§ Aim of the exercise: Copy the stretch of the post from "It's only been" through "averted i say :)", substituting "former life" for "old life".

§ Text shown:
========

Today has been the first day of serious classes. And you all may or may not ask, "How has it been, H?" and other variations questions. Well it depends -
On Cases & Classes -
I like it a lot. I think, I am going to actually like my 'fluffy' classes quite a bit- LEAD (Leadership) and Maketing. We also looked at a case of Lapdesk, a for profit social enterprise in South Africa. I haven't been as concise and articulate as I wished to be during class. But, I will get there. I better as 50% of my grade is dependent on the quality of my comments.
On Diversity of Classmates -
The sheer number of things my classmates have achieved in their 'personal' time was plain outstanding, their careers, I felt needed some room for diversity. Most had followed the consulting and private equity route, if not the IB and private equity route. So much so that I quickly realised that I was the exotic diversity candidate at Harvard, the 'poet'! Where are the promised chefs, the Olympic triathletes? Sure I have a section-mate who wrote Broadway musicals and another who was a surgeon. But we make a small motely band of "poets".
On Everything Else -
Consulting is huge here. The first day, BCG clogged my mailbox with awesome umbrellas and a personalised note from the CEO. Not to be outdone, the second day, Bain & Company sent me(and all other RCs) super cool water bottles and email Ids of real people, urging me to contact them. That's all very flattering I am sure. But it makes my search to tread the path lesser traveled rather challenging. The array of social, club activities is staggering. The skys the limit. Being the old bore, I have opted out of all the bar-disco-club nights. But I fancy checking out plays in the Sanders Theater, making full use of the collection at Lemont and the archives at Widener across the river. I plan to go to university stand-up comedy and dance and plan to row or dance. If it's all free, that is, as I happen to be in a financial mess.
It's only been 5 days, but I feel distant from my old life.
Comments
akka
Its ok...good na, that life there is not the same as here ! wouldnt that have been a major disappointment...phew...crisis averted i say :)
Now smile, chin up...go find ur tree and ur book you want to read sitting under it.

========

§ Provided records:
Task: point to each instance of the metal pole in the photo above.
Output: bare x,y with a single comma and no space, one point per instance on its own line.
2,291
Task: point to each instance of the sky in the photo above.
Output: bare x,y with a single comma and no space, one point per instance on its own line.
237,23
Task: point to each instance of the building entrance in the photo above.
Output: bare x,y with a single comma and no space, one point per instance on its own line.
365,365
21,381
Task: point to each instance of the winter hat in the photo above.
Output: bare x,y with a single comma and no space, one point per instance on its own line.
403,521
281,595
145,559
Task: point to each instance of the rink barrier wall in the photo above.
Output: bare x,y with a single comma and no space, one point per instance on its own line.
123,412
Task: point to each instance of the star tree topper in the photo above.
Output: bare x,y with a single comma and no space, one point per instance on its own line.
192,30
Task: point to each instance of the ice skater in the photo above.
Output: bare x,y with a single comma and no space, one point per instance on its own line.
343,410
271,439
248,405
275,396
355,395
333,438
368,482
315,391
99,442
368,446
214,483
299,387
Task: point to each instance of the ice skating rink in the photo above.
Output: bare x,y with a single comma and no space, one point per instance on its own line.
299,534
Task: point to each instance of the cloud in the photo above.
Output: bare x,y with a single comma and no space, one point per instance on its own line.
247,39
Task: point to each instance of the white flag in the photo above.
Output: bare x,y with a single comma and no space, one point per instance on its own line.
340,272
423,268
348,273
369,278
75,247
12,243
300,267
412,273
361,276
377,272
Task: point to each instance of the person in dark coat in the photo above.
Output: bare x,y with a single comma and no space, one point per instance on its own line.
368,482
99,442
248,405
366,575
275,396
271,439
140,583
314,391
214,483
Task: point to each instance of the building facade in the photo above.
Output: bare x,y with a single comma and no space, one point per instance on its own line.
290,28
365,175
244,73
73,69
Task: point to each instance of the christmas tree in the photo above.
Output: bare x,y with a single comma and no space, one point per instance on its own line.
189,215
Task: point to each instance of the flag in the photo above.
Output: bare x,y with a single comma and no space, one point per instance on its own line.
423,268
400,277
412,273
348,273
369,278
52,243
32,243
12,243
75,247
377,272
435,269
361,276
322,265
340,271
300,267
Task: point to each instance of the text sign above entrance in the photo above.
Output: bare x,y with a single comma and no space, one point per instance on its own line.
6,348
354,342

========

§ Response below:
It's only been 5 days, but I feel distant from my former life.
Comments
akka
Its ok...good na, that life there is not the same as here ! wouldnt that have been a major disappointment...phew...crisis averted i say :)